Text passage
▬▬▬
Group of 20 policy makers discussed a broad rethinking of monetary tools at their meeting in Moscow last week, including strategies to support growth by targeting nominal gross domestic product, Russia’s envoy to the G-20 said.
A proposal for the monetary authorities to adopt a target of nominal GDP, aired by Bank of England Governor-designate Mark Carney in December, was discussed on the sidelines of the G-20 meetings, said Russia’s G-20 sherpa, Ksenia Yudaeva. Russia holds the group’s rotating presidency this year.
“Maybe it’s an appropriate instrument for developed countries with reserve currencies, but for developing and small economies, it absolutely doesn’t answer their problems,” Yudaeva said in an interview in Moscow. “Inflation is more or less fine; even in Russia we can collect it on a weekly basis. Nominal GDP is published with big lags and big revisions.”
▬▬▬
Required task 1
In the G-20 passage, who first aired the proposal for monetary authorities to target nominal GDP?
Required task 2
Reproduce the G-20 passage from "Group of 20" up to and including "the G-20 said.".
▬▬▬
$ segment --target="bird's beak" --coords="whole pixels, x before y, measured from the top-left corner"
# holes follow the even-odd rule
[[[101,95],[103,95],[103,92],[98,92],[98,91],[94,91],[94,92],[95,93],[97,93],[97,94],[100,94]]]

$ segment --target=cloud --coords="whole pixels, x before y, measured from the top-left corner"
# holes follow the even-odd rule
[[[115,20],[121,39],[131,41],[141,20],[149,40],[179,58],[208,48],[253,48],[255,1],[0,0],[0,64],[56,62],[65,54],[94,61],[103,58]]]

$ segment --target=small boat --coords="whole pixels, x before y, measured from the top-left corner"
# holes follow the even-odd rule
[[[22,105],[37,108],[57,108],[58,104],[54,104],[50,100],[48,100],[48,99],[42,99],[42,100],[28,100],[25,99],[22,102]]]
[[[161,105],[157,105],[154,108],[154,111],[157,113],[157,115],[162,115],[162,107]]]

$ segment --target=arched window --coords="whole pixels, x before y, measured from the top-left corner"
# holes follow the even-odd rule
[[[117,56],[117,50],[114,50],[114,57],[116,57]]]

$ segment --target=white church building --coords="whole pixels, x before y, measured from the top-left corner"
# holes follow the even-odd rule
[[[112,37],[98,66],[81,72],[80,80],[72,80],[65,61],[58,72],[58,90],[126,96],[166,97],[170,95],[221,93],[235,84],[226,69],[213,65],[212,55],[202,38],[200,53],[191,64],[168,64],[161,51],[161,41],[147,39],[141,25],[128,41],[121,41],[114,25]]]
▬▬▬
Full output 1
Bank of England Governor-designate Mark Carney.

Full output 2
Group of 20 policy makers discussed a broad rethinking of monetary tools at their meeting in Moscow last week, including strategies to support growth by targeting nominal gross domestic product, Russia’s envoy to the G-20 said.